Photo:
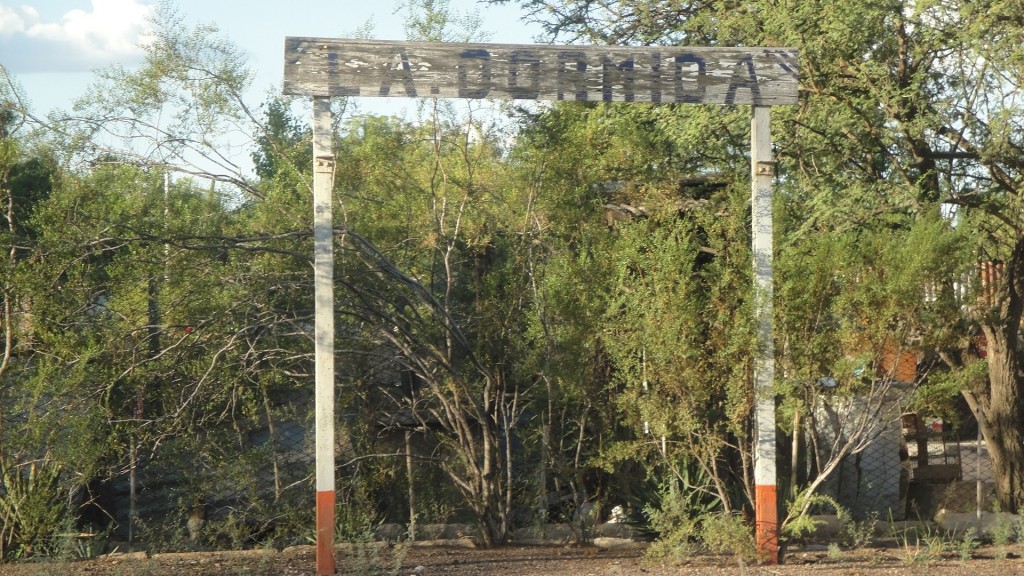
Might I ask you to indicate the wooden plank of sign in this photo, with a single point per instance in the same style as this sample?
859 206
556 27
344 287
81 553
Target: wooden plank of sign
325 67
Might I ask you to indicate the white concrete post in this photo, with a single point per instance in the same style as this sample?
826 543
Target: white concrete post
766 497
324 331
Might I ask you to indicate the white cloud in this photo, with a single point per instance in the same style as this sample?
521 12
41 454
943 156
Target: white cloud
109 32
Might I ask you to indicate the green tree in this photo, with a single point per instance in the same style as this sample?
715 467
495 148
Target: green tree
905 108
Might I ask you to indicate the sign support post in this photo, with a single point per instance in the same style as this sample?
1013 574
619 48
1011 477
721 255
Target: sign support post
765 481
324 331
324 68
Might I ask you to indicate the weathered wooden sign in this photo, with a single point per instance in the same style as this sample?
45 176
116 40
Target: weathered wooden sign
324 67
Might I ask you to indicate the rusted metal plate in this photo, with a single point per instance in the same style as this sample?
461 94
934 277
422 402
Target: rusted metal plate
328 67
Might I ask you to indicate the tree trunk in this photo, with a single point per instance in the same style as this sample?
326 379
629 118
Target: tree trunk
1005 417
1003 403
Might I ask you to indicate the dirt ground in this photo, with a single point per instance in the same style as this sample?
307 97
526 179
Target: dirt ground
532 561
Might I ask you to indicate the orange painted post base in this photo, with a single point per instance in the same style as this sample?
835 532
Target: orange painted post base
325 533
766 520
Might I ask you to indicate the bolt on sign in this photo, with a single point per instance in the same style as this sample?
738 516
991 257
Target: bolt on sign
322 67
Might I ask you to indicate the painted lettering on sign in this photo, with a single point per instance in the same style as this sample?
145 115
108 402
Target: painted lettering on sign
346 68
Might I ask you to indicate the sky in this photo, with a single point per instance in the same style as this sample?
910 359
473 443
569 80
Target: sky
51 46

================

**Instructions to follow:** Write every entry again exactly as given, skipping the pictures.

**Answer to this problem:**
Photo:
Might I ask you to indicate the wooden plank of sign in this photo, with a single point per instance in the same style as this sample?
859 206
556 27
344 287
81 553
Target: wooden plank of sign
325 67
Might I ask you to indicate the white concrete post in this photo, with a single point per instance in the same style as this sample?
826 543
Target: white concrete post
766 497
324 331
Might I ask you to indicate the white cloud in this photo, with a single point per instance in the same style as this sample?
521 12
41 454
943 156
Target: white cloud
109 32
Might I ask you to indicate the green tree in this photo, with a single point per instance in the same style as this sample?
715 467
495 148
Target: green tree
905 108
Might I ask you to indicate the sign support post in this photo, with a single point per instance in the same style as this sample?
1013 574
619 48
1011 477
721 255
Target: sign support post
765 481
324 331
324 68
Might I ask you to indicate the weathered wooden sign in this photo, with a single point per instance in the same style as this sample?
45 176
116 40
Target: weathered wooden sign
324 67
Might I ask you to indicate the rusted metal plate in this photo, with a single point per instance in the same style as this sample?
461 94
934 277
422 402
Target: rusted metal plate
328 67
Might I ask you to indicate the tree trunk in this photo, with a single point per instance in the same style as this sample?
326 379
629 118
Target: tree trunk
1005 417
1003 403
Might I ask you to indicate the dirt ground in this photo, with a single point per instance in the same style as this sample?
307 97
526 179
Target: dirt ground
532 561
Might I ask you to indicate the orange painted post base in this photo, with a single point per instance in the same style as this sample?
835 532
Target: orange painted post base
325 533
766 520
Might I ask you to indicate the bolt on sign in this photo, with a single point per instance in the same style as this sample?
738 516
991 257
Target: bolt on sign
322 67
Might I ask you to indicate the painted lettering on sign in this photo, with a single point per instance in the same style as this sample?
145 115
108 402
Target: painted lettering on sign
346 68
Might I ask you to indicate the sky in this photo, with a single point per instance in the same style as this sample?
910 359
473 443
569 80
Target: sky
51 46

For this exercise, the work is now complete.